■ DATA SHOWN:
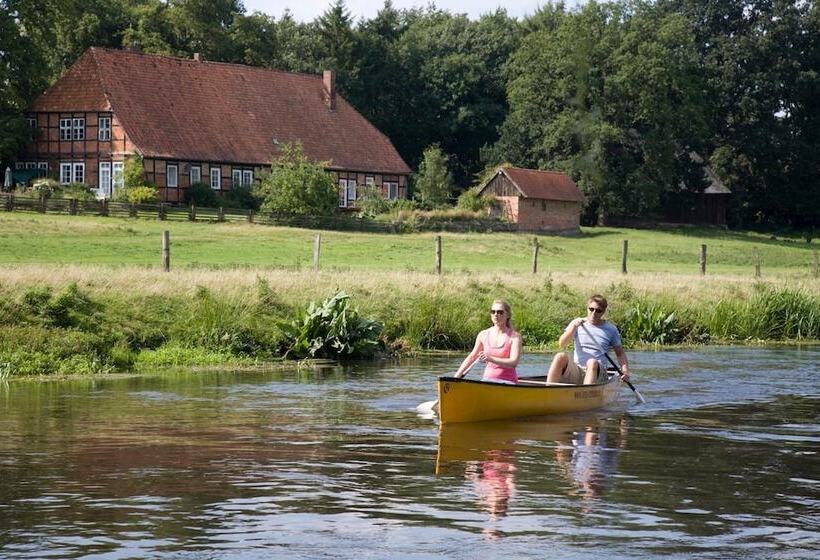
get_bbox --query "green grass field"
[0,212,816,277]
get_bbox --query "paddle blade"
[416,400,438,413]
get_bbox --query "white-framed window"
[98,117,111,140]
[365,176,375,187]
[112,162,124,191]
[385,181,398,201]
[210,167,221,190]
[190,165,201,185]
[60,161,84,184]
[338,178,357,207]
[24,162,36,169]
[232,168,254,188]
[167,163,178,188]
[99,162,112,198]
[26,117,36,129]
[72,118,85,140]
[15,162,23,169]
[73,162,84,184]
[60,163,72,184]
[60,118,72,140]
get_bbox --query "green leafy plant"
[183,182,220,207]
[126,185,160,204]
[281,292,383,359]
[622,302,683,344]
[254,142,337,216]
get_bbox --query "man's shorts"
[559,361,587,385]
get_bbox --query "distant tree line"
[1,0,817,231]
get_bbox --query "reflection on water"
[0,347,818,559]
[437,413,631,539]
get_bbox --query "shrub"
[254,143,337,216]
[222,185,259,210]
[414,144,455,207]
[357,185,391,217]
[457,187,495,212]
[621,302,684,344]
[125,185,160,204]
[31,178,59,199]
[183,182,220,207]
[59,182,97,201]
[281,292,384,359]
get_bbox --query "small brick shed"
[478,167,585,232]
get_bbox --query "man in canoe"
[546,294,630,385]
[453,299,523,384]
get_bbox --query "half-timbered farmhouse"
[478,167,585,232]
[19,47,411,205]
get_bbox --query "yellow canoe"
[436,373,622,424]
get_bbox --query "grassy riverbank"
[0,265,818,376]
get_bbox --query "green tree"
[494,1,706,223]
[254,143,337,216]
[0,0,49,165]
[414,144,454,207]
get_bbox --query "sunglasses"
[490,309,506,315]
[588,307,605,314]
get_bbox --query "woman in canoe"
[453,299,522,384]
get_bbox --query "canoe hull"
[436,374,622,424]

■ ASSIGNED TASK:
All records are to be reproduced exactly; the pictures are to be omitted.

■ SOLUTION FOR THIS PROBLEM:
get_bbox --query "green grass field"
[0,212,816,277]
get_bbox --query "paddle blade"
[416,400,438,413]
get_bbox --query "white-framed window"
[98,117,111,140]
[365,176,375,187]
[112,162,124,191]
[385,181,398,201]
[210,167,221,190]
[190,165,201,185]
[60,161,84,184]
[338,178,357,207]
[24,162,36,169]
[232,168,254,188]
[167,163,178,188]
[99,162,112,198]
[26,117,36,129]
[72,118,85,140]
[15,162,23,169]
[73,162,84,184]
[60,163,72,184]
[60,118,72,140]
get_bbox --query "green leafy plant"
[183,182,220,207]
[126,185,160,204]
[281,292,383,359]
[622,302,683,344]
[254,142,337,216]
get_bbox --query "man's shorts"
[559,361,587,385]
get_bbox --query "distant tree line"
[1,0,817,231]
get_bbox --query "reflection on water"
[0,347,818,559]
[437,413,631,539]
get_bbox --query "shrub"
[254,143,337,216]
[222,185,259,210]
[414,144,455,207]
[357,185,391,217]
[457,187,495,212]
[621,302,684,344]
[125,185,160,204]
[31,178,59,199]
[183,182,220,207]
[59,182,97,201]
[281,292,384,359]
get_bbox --query "small brick shed"
[478,167,585,232]
get_bbox --query "man in canoe"
[546,294,630,385]
[453,299,523,384]
get_bbox --query "half-timbered farmhouse"
[478,167,585,232]
[19,47,411,205]
get_bbox --query "yellow canoe"
[436,373,622,424]
get_bbox --query "grassy riverbank"
[0,265,818,376]
get_bbox --query "green tree"
[494,1,706,223]
[254,143,337,216]
[0,0,49,165]
[414,144,454,207]
get_bbox --query "sunglasses"
[490,309,506,315]
[588,307,605,314]
get_bbox --query "woman in canoe"
[453,299,522,384]
get_bbox --query "canoe hull"
[436,374,622,424]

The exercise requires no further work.